单细胞RNA测序(scRNA-seq)已成为评估免疫细胞异质性的常用工具。近期开发的一些新方法(如CITE-seq和REAP-seq)能够平行测定蛋白质和转录本水平,但这些方法可能需要大量的资源,例如每个细胞所需的测序深度要增加一倍。
在这项研究中,Florian Mair领导的团队利用带有寡核苷酸条形码的抗体对细胞进行染色,并利用BD Biosciences的Rhapsody平台来捕获纳米孔中的单细胞,以开展靶向转录组学分析。通过这种方式,他们同时拷问了492个免疫相关基因和41种细胞表面蛋白。
为了检验他们的方法,研究人员从三名健康对照身上采集外周血单核细胞样本并分为两批,一批开展多组学分析,另一批利用流式细胞术开展表型分析。他们发现,两种方法都能够在很大程度上区分各个免疫细胞群体。
研究人员之后又利用一名供体的外周血单核细胞样本(每个细胞约有27,000条序列),看看利用这种多组学方法来解析不同信号所需的读取深度。他们对该数据集中的序列进行二次抽样,发现在使用100%的序列和使用20%的序列时,蛋白质信号之间几乎没有差异。不过,仅使用10%的序列时,信号差异变得很明显。
此外,他们还将这种靶向转录组学方法与常用的全转录组分析方法进行比较,发现这两种方法都可以捕获主要的外周血单核细胞谱系。
这些结果表明,对于这种靶向方法,每个细胞需要2,000至4,000条序列,仅仅是全转录组测序方法所需读取深度的十分。此外,对于文库中的抗体部分,每个细胞需要200-400条序列/抗体,才能提供足够的分辨率。研究人员估计,他们的方法大约要便宜五倍。

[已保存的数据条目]
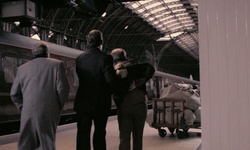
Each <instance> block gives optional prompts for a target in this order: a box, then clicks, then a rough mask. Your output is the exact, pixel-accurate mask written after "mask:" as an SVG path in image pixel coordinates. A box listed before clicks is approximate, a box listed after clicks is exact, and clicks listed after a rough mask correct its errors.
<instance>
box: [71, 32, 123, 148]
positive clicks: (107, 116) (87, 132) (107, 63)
mask: <svg viewBox="0 0 250 150" xmlns="http://www.w3.org/2000/svg"><path fill="white" fill-rule="evenodd" d="M86 39H87V46H88V49H87V50H86V51H85V52H84V53H82V54H81V55H80V56H79V57H78V58H77V59H76V72H77V76H78V78H79V88H78V90H77V93H76V98H75V104H74V110H75V111H76V114H77V150H90V149H91V146H90V145H91V144H90V141H91V140H90V137H91V136H90V132H91V126H92V121H93V122H94V126H95V127H94V135H93V147H94V150H106V125H107V120H108V116H109V112H110V110H111V94H112V91H113V89H114V87H116V84H117V83H118V77H117V76H116V73H115V71H114V68H113V59H112V56H111V55H108V54H106V53H104V52H102V51H101V50H102V44H103V36H102V33H101V32H100V31H99V30H92V31H90V32H89V34H88V35H87V37H86Z"/></svg>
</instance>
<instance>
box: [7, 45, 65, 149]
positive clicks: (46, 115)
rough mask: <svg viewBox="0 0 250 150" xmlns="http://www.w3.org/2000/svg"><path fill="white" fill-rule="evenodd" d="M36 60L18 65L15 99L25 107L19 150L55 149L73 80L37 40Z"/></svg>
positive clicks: (13, 84)
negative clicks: (56, 133) (58, 124)
mask: <svg viewBox="0 0 250 150" xmlns="http://www.w3.org/2000/svg"><path fill="white" fill-rule="evenodd" d="M32 53H33V56H34V57H35V58H34V59H33V60H31V61H29V62H27V63H25V64H23V65H21V66H20V67H18V71H17V75H16V77H15V80H14V82H13V85H12V88H11V93H10V94H11V99H12V101H13V103H14V104H15V105H16V106H17V107H18V108H19V109H20V110H21V126H20V137H19V140H18V150H55V149H56V148H55V135H56V129H57V125H58V123H59V120H60V116H61V112H62V109H63V106H64V104H65V102H66V101H67V99H68V94H69V83H68V80H67V76H66V72H65V66H64V63H63V62H62V61H59V60H56V59H52V58H48V57H49V53H48V47H47V45H46V44H44V43H37V44H35V45H34V47H33V49H32Z"/></svg>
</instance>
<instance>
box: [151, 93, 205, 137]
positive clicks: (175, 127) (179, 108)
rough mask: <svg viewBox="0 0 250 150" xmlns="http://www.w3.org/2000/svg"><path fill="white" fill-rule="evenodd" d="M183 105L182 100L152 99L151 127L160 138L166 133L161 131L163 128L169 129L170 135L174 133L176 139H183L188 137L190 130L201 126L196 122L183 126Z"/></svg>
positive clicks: (163, 131) (183, 117)
mask: <svg viewBox="0 0 250 150" xmlns="http://www.w3.org/2000/svg"><path fill="white" fill-rule="evenodd" d="M184 103H185V100H184V99H178V98H173V97H172V98H171V97H165V98H162V99H153V122H152V124H151V126H152V127H153V128H156V129H158V133H159V136H160V137H165V136H166V135H167V131H166V130H165V129H163V128H164V127H167V128H168V129H169V131H170V133H171V135H173V134H174V131H176V135H177V137H178V138H179V139H183V138H187V137H188V130H189V129H190V128H199V127H200V126H201V124H200V123H198V122H194V123H193V124H191V125H186V124H185V119H184V109H185V106H184ZM181 130H182V131H181Z"/></svg>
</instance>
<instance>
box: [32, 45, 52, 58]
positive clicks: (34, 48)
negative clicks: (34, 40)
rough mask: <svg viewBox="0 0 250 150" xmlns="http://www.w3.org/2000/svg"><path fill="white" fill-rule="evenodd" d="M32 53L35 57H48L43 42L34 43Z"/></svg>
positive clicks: (47, 49) (33, 55)
mask: <svg viewBox="0 0 250 150" xmlns="http://www.w3.org/2000/svg"><path fill="white" fill-rule="evenodd" d="M32 54H33V56H34V57H35V58H37V57H48V55H49V54H48V47H47V45H46V44H45V43H36V44H35V45H34V46H33V48H32Z"/></svg>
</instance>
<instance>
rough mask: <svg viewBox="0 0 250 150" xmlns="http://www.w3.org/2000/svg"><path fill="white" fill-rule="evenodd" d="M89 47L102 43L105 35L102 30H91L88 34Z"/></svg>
mask: <svg viewBox="0 0 250 150" xmlns="http://www.w3.org/2000/svg"><path fill="white" fill-rule="evenodd" d="M86 40H87V46H88V47H98V46H100V45H102V42H103V37H102V32H101V31H99V30H91V31H90V32H89V34H88V35H87V36H86Z"/></svg>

任务说明 ::
请将这篇单细胞测序短文中介于“单细胞RNA测序(scRNA”和“程度上区分各个免疫细胞群体。”之间的部分(首尾均包括在内)重写一遍,把其中的“研究人员”全部改为“科研人员”。

参考答案 ::
单细胞RNA测序(scRNA-seq)已成为评估免疫细胞异质性的常用工具。近期开发的一些新方法(如CITE-seq和REAP-seq)能够平行测定蛋白质和转录本水平,但这些方法可能需要大量的资源,例如每个细胞所需的测序深度要增加一倍。
在这项研究中,Florian Mair领导的团队利用带有寡核苷酸条形码的抗体对细胞进行染色,并利用BD Biosciences的Rhapsody平台来捕获纳米孔中的单细胞,以开展靶向转录组学分析。通过这种方式,他们同时拷问了492个免疫相关基因和41种细胞表面蛋白。
为了检验他们的方法,科研人员从三名健康对照身上采集外周血单核细胞样本并分为两批,一批开展多组学分析,另一批利用流式细胞术开展表型分析。他们发现,两种方法都能够在很大程度上区分各个免疫细胞群体。